EXERCISES TO COMPLETE.
A: According to the letter on sex in the census, roughly how many people logged in to the Sunday evening webinar?
B: Continue the letter on sex in the census from its last sentence.

EXERCISE TEXT.
Happy World Statistics Day – Sex in the Census

Below is the text of a letter we have sent today to Ian Diamond, National Statistician, Head of the Government Statistical Service (GSS) and Chief Executive of the UK Statistics Authority.
Dear Sir Ian,
Today is World Statistics Day and we are writing to you on behalf of many women across the UK who are concerned about the loss of robust, high quality data on sex.
On Sunday evening, Woman’s Place UK hosted its 31st public event since September 2017, and its 4th webinar since the Covid pandemic made it impossible for us to hold meetings in person.
The topic of the webinar was ‘Sex in the census’ and we hosted three speakers who each spoke about the way in which the UK census authorities have approached the development of questions on sex and gender identity for the next UK census.
We received unprecedented levels of interest in this event, with just under 1,000 people registering a place. In the end, almost 500 people logged in on a Sunday evening to hear and take part in a discussion about the importance of sex-disaggregated data and the census.
When Woman’s Place UK formed three years ago, we had five aims. The most pressing of these was to enable women to participate in the debate about reform of the Gender Recognition Act. Another aim was to ensure that the Government “consult on how self-declaration will impact upon data gathering – such as crime, employment, pay and health statistics – and monitoring of sex-based discrimination such as the gender pay gap”.
Indeed, one of our first acts as a newly formed campaign group was to launch a petition to ensure that ONS retained the sex question in the 2021 census.
We have always viewed the collection of sex-disaggregated data as a vital tool in both measuring and remedying the discrimination experienced by women on the basis of sex. When we updated our aims in early 2019, we retained the one on data (“Rigorous collection and analysis of sex-based data and high-quality research must be central to the development of any services, policies or action which address women’s needs or which challenge sex discrimination and inequality”).

DATA EXCERPTS.

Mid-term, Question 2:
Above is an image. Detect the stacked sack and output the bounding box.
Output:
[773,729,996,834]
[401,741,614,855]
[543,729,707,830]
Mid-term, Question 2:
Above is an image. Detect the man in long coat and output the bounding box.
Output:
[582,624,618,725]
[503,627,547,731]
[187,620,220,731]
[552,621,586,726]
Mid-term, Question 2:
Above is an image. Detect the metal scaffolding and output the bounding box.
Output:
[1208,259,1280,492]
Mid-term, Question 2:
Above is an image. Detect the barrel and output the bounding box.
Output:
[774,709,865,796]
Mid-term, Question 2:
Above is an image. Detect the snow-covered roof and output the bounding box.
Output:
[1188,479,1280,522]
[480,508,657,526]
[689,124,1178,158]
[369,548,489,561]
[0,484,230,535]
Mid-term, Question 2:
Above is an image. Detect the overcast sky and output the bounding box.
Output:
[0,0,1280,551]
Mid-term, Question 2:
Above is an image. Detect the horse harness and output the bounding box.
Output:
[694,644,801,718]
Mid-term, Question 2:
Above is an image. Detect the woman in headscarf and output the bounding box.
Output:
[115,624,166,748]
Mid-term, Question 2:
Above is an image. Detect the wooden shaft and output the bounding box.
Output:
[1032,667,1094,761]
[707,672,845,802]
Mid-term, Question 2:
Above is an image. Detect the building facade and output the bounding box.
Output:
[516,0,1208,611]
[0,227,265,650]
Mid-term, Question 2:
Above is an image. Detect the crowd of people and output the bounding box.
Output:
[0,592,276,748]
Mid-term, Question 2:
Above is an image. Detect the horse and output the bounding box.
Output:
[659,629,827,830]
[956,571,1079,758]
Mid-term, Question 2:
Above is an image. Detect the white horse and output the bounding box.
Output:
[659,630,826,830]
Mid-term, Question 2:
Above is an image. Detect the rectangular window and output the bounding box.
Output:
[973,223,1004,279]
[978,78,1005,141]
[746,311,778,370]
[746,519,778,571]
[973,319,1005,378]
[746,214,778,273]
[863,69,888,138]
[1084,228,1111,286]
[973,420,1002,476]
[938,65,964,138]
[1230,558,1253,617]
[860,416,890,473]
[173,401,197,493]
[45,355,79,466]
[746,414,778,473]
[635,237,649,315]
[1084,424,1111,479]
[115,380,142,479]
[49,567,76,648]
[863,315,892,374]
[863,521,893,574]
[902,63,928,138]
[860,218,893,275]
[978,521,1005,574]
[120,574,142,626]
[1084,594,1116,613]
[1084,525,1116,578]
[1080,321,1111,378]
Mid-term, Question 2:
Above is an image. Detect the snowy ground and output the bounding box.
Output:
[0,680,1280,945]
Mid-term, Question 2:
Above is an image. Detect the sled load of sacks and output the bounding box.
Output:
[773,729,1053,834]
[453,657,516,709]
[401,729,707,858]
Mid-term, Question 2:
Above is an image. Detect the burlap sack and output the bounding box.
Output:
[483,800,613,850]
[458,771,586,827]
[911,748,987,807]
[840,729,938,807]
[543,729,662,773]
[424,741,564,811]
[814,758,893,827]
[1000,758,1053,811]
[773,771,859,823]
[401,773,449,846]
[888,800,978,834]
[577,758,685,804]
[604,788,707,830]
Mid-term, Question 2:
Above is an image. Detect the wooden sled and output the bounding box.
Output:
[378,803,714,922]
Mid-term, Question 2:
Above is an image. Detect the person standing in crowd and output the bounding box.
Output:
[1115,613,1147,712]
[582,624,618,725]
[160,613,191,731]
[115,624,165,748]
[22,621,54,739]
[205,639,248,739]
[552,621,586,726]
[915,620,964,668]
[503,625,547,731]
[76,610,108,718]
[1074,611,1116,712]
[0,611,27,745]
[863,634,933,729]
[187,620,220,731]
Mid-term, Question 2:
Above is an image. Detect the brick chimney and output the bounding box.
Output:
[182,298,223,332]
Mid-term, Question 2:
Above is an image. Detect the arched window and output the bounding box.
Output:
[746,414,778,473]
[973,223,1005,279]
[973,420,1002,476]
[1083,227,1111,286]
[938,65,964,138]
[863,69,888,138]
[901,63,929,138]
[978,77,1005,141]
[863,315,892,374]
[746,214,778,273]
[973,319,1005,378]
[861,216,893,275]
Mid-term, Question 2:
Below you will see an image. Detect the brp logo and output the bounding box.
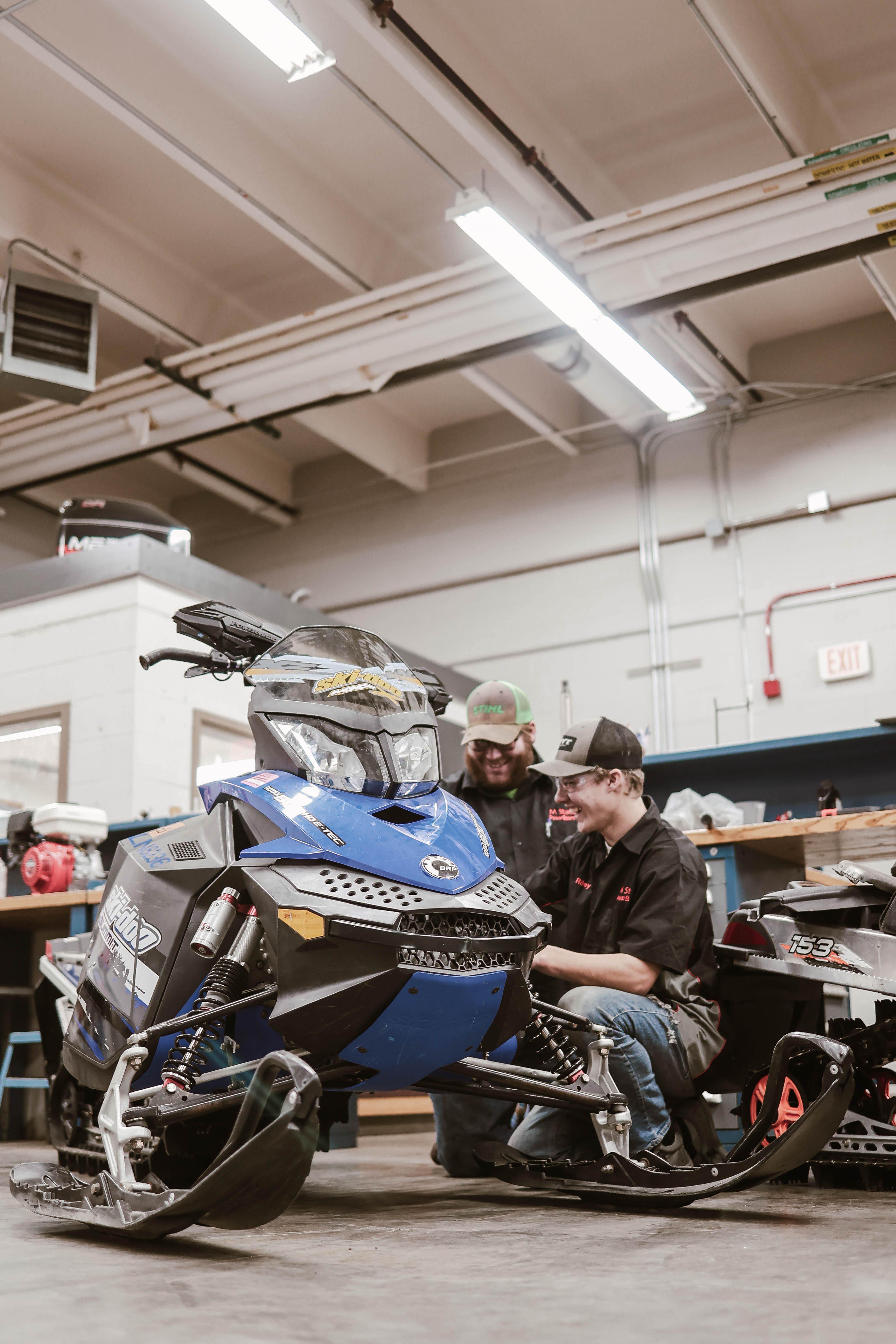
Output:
[420,853,461,882]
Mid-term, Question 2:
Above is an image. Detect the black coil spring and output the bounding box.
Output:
[161,957,249,1091]
[523,1012,584,1083]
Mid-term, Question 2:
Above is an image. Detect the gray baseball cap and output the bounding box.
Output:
[529,719,643,778]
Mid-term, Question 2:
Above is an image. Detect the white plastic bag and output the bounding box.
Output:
[662,789,744,831]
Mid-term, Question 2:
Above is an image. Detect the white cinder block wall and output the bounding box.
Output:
[0,577,250,821]
[208,391,896,750]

ANSWERS BY ITEM NUMBER.
A: Almost 500 people.

B:
For some time now, we have been concerned about changes to data collection exercises which have either conflated ‘sex’ and ‘gender identity’ (two distinct, separate demographic variables) or ceased collecting data on sex entirely.
Over the last two years, we have submitted evidence to the Scottish Parliament, the UK Parliament’s Public Accounts Committee and the Office for Statistics Regulation.
We are pleased that ONS decided to preserve a mandatory, binary sex question for the 2021 census. However, we are extremely concerned that guidance proposed to accompany the sex question effectively makes it a question about self-declared gender identity, not biological sex.
As we learned from Sunday’s webinar, the UK census authorities have arrived at this place by privileging the views and demands of groups claiming to represent the trans community over and above the interests of women, but also those of expert data users.
It is our understanding that the guidance for the 2021 census will soon be finalised. We call on you to address the concerns expressed by the UK’s leading social scientists in their letter to you sent in December 2019, but also the concerns of all the women who attended our event, whose consternation at this proposal was palpable.
We look forward to hearing from you.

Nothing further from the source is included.